§ **Exercise aim**
Copy the rows from the line containing "the dumpling held" down to the line containing "x=630, y=489", and replace "fingers" with "chopsticks" while keeping everything else unchanged.

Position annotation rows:

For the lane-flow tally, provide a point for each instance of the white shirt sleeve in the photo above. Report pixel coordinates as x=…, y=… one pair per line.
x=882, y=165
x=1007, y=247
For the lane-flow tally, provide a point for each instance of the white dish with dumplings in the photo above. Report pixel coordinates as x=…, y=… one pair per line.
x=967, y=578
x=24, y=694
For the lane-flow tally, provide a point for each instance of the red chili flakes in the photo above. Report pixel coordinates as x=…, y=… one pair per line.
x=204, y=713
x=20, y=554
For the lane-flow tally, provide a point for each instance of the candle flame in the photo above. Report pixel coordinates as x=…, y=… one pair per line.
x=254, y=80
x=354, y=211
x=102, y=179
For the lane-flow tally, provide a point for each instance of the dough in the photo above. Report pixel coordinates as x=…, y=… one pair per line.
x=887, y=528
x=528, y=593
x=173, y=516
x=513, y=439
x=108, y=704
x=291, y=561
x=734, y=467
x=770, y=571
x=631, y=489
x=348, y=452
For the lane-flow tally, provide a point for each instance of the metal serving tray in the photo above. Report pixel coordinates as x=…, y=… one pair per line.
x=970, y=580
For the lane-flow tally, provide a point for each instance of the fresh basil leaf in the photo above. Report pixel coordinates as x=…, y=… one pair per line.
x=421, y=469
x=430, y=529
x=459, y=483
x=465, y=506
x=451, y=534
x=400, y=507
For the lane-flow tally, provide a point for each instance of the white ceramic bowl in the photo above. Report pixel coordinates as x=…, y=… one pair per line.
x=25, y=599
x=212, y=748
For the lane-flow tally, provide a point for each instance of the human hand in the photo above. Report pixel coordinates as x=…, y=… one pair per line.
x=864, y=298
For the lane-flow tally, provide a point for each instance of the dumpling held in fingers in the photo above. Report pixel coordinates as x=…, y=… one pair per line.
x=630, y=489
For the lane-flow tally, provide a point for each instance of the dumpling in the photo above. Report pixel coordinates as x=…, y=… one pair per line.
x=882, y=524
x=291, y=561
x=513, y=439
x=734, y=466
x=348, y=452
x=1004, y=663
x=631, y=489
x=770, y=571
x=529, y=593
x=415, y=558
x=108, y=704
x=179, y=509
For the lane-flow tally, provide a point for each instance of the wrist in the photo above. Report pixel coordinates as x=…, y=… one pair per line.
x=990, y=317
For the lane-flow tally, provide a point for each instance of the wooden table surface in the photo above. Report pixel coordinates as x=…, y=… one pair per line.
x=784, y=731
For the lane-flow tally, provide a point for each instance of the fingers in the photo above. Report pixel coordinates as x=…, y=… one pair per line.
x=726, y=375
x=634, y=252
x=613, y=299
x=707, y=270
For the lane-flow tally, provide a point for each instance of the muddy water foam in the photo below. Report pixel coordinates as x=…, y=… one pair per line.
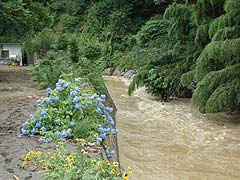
x=168, y=141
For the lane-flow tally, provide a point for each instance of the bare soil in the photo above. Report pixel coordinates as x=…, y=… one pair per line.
x=18, y=94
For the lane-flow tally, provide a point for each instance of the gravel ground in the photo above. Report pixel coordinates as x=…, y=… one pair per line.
x=18, y=94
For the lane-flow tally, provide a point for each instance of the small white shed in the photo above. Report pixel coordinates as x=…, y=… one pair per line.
x=9, y=51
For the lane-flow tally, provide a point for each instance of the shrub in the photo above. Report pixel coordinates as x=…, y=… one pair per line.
x=70, y=110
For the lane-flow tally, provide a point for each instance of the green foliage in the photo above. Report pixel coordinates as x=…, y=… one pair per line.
x=217, y=55
x=48, y=69
x=218, y=90
x=40, y=43
x=171, y=44
x=72, y=109
x=19, y=18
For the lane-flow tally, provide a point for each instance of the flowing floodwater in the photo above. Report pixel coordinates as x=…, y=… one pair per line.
x=168, y=141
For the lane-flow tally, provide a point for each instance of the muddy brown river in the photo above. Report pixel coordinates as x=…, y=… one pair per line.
x=172, y=141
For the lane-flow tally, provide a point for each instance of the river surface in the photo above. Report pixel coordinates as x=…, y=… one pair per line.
x=172, y=141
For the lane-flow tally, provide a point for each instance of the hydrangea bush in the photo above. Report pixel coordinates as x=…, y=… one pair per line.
x=71, y=110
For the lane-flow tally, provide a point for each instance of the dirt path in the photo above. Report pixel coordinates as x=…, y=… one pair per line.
x=18, y=94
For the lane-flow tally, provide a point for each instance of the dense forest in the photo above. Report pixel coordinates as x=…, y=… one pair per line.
x=182, y=48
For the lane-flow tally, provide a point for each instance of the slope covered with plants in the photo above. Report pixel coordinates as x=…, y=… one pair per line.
x=183, y=48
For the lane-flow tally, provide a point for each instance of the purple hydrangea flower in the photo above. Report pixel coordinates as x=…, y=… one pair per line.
x=72, y=123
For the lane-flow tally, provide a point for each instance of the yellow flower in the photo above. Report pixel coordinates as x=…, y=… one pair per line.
x=115, y=164
x=93, y=161
x=101, y=167
x=32, y=155
x=129, y=169
x=78, y=141
x=113, y=171
x=125, y=176
x=65, y=167
x=60, y=143
x=70, y=158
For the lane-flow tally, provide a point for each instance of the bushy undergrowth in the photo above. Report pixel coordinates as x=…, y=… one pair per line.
x=71, y=110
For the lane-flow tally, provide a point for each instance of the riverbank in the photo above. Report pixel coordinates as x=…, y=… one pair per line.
x=173, y=140
x=18, y=94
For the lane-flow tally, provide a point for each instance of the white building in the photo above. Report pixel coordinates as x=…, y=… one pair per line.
x=10, y=51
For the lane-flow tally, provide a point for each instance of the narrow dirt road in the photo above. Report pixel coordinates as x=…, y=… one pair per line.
x=18, y=94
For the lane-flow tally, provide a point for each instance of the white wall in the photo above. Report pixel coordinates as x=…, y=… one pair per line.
x=14, y=49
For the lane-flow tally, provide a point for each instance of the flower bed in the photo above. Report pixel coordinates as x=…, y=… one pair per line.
x=71, y=111
x=62, y=165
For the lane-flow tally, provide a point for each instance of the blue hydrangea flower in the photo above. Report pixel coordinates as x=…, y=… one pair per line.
x=38, y=102
x=84, y=94
x=99, y=139
x=110, y=154
x=24, y=131
x=24, y=125
x=56, y=98
x=69, y=130
x=57, y=134
x=77, y=106
x=93, y=96
x=67, y=84
x=109, y=109
x=31, y=116
x=20, y=135
x=89, y=102
x=59, y=89
x=103, y=96
x=48, y=91
x=72, y=123
x=101, y=105
x=43, y=129
x=47, y=100
x=77, y=89
x=76, y=99
x=61, y=82
x=71, y=107
x=33, y=130
x=73, y=93
x=83, y=107
x=99, y=111
x=44, y=112
x=58, y=121
x=38, y=124
x=42, y=139
x=103, y=136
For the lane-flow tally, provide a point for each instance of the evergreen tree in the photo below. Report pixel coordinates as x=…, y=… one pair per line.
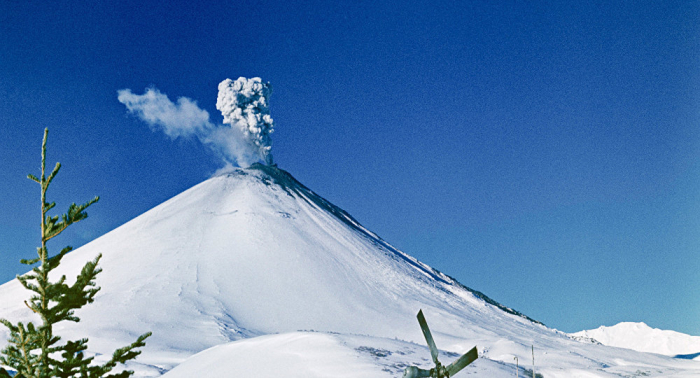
x=34, y=351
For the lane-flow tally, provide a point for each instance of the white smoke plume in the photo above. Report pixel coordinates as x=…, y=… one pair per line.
x=242, y=140
x=176, y=120
x=244, y=104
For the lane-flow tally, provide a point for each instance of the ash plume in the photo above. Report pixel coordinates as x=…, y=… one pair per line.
x=241, y=140
x=244, y=104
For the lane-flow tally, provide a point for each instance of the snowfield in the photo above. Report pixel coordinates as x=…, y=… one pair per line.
x=252, y=274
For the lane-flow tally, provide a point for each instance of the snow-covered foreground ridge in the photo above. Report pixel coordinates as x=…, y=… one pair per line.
x=255, y=258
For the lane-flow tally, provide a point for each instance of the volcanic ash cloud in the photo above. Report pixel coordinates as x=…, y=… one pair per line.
x=241, y=140
x=244, y=105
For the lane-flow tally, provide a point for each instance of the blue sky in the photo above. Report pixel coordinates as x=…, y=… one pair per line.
x=546, y=154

§ **Result below**
For the lane-flow tally, provide a point for each instance of the dumpling held in chopsticks in the photo above. Report pixel coordinates as x=…, y=… one pair per line.
x=630, y=489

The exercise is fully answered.